======== Passage for review ========

The only thing similar in the Linux world is using sqlite as the target of pipe to do some data processing, like on a ps output, find the name of the process using the most RAM.
Structurally, the language seems both Perl inspired and something a bit like of an hybrid of LISP (for the object) and SQL (for how most structures are manipulated)
> I actually like PS because it builds on the concept of data pipelines, to turn them into something more object orientend.
It certainly is an interesting idea. I think the .Net dependency makes it more heavyweight than it might have otherwise been. I wonder if anyone at Microsoft has ever thought about porting it from C# to C++ (I suppose using COM/WinRT).
I think a big deficiency with pipes is they don’t come with any protocol for out-of-band content negotiation. Someone could add an IOCTL you could call on a write pipe (or Unix domain socket) to advertise supported MIME types, and blocks waiting for the other end to select one. The read end can call another IOCTL to get supported MIME types, and then a third to indicate its choice. If the read end doesn’t support this protocol, you could make it the first IOCTL is unblocked by the first read()/recvmsg() call on the read end, so this protocol still works even if the other end doesn’t support content negotiation. Utilities could default to producing text/plain, but generate application/json instead if the other end supports it.
If "programs ought to do one thing and do it well", then why aren't they just library functions in a scripting language? Scripting languages can probably do the same things (if given minor syntax improvements, see Xonsh) in one line as well, and scale to have more complicated logic if needed. I still don't see the beauty.
Why would having them just be library functions make it better? (I don’t disagree, just curious what you’re thinking.) The actual differences between pipeable programs and library functions might be hard to pin down concretely. Btw do you use unix & pipes a lot, or not much?
Here are a few thoughts, maybe helpful or maybe not. Part of the beauty of pipes and simple lego-brick programs is the complete integration with the operating system, and more specifically the file system. Being able not just to write your state to a file, but furthermore having that be the default mode of operation is pretty powerful, especially combined with special files. Writing to a file in a scripting language that’s not a shell is usually easy, but not the default, and would be cumbersome to do at every step. Part of do one thing well is to keep the shell DRY - don’t add sorting or searching or filtering functionality to another program if you can already use grep or sort or sed. Done right, this helps people stay fluent with a small number of tools. Another implicit benefit of the unix philosophy that wasn’t mentioned here, but does go hand-in-hand with pipes and small-good tools, is the idea to process and work with human readable text files.
One way to look at unix beauty is to do some command line data analysis. I like the general philosophy of data exploring with piped commands for one-off and small projects. Sometimes more focused tools are needed, but most of the time perhaps you can get away with unix tools. https://en.wikibooks.org/wiki/Ad_Hoc_Data_Analysis_From_The_...
That's because this is the way they thought back then. You can trivially pass json data between processes and make a coherent structured system. Nobody does it though.

========

**Complete the following:**
• a. Reproduce the portion of the discussion of Unix pipes between "The only thing" and "more object orientend.", inclusive.
• b. In the discussion of Unix pipes, list the tools someone can already use instead of adding sorting, searching, or filtering to another program.
The items that follow are separate material and have no connection to the discussion of Unix pipes.

======== Available data ========

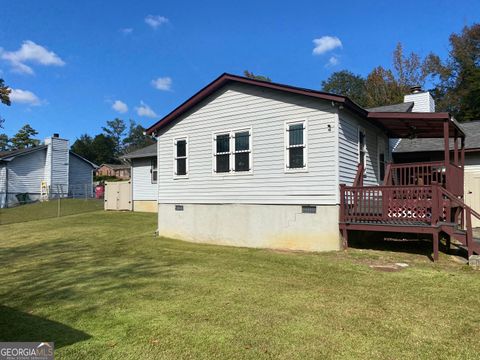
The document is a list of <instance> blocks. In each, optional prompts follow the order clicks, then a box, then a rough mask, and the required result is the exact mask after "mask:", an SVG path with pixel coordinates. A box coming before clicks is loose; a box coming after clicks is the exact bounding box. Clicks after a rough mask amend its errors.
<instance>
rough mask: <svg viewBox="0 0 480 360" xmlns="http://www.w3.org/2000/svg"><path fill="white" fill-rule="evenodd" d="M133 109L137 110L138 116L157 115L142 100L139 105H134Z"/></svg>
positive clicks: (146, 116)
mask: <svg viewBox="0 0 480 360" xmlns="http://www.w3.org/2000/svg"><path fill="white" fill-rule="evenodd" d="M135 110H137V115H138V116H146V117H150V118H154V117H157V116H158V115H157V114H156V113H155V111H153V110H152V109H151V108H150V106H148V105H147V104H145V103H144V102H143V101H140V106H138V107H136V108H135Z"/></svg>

========
======== Available data ========

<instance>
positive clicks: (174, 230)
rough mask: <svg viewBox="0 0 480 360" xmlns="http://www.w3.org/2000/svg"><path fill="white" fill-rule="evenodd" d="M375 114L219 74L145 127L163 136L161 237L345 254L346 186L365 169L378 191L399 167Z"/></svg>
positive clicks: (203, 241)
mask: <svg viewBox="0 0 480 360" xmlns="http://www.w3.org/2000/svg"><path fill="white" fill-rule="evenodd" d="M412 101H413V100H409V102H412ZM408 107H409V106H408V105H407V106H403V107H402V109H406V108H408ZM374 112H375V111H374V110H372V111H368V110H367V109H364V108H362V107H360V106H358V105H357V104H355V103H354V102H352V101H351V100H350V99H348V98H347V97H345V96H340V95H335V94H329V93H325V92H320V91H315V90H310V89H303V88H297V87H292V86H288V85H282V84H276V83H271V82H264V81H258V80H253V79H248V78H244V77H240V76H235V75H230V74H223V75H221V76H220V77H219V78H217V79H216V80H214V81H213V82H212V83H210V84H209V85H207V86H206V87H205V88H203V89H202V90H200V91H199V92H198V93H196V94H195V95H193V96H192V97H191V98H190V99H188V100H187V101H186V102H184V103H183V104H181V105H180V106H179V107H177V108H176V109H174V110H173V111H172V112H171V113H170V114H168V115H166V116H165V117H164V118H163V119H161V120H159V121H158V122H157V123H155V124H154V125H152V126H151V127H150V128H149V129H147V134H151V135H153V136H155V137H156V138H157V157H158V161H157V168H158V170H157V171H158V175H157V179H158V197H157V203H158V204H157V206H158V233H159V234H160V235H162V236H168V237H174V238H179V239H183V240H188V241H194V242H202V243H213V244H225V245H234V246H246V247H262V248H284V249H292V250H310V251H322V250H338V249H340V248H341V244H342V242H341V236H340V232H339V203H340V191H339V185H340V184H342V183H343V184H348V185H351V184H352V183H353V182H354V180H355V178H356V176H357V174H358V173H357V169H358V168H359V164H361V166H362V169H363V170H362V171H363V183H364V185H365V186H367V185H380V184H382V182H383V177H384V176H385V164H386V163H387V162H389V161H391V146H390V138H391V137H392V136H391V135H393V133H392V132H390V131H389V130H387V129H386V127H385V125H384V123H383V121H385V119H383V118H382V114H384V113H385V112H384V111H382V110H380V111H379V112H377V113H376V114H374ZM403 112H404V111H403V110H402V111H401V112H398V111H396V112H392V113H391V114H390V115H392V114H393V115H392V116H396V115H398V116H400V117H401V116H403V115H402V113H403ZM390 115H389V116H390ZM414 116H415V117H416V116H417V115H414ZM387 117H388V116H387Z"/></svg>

========
======== Available data ========

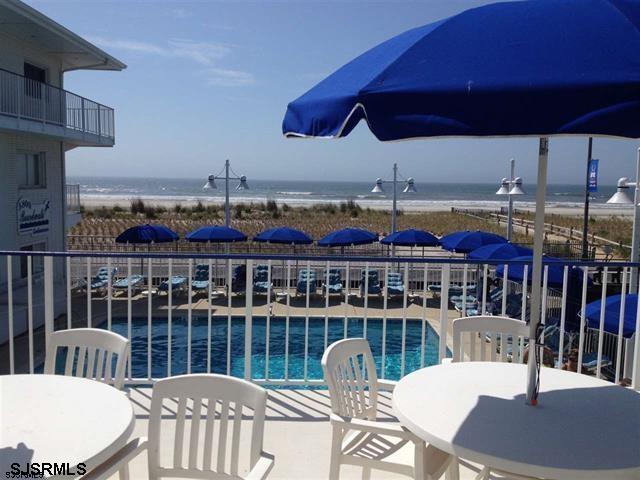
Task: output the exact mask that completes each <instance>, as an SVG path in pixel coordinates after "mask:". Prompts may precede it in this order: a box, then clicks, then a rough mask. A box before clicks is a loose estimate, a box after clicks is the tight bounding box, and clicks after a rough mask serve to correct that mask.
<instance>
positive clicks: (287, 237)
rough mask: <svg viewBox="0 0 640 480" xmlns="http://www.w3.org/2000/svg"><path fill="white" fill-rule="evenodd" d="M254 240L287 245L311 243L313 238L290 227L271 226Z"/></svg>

========

**Problem solutions:**
• a.
The only thing similar in the Linux world is using sqlite as the target of pipe to do some data processing, like on a ps output, find the name of the process using the most RAM.
Structurally, the language seems both Perl inspired and something a bit like of an hybrid of LISP (for the object) and SQL (for how most structures are manipulated)
> I actually like PS because it builds on the concept of data pipelines, to turn them into something more object orientend.

• b. grep, sort, sed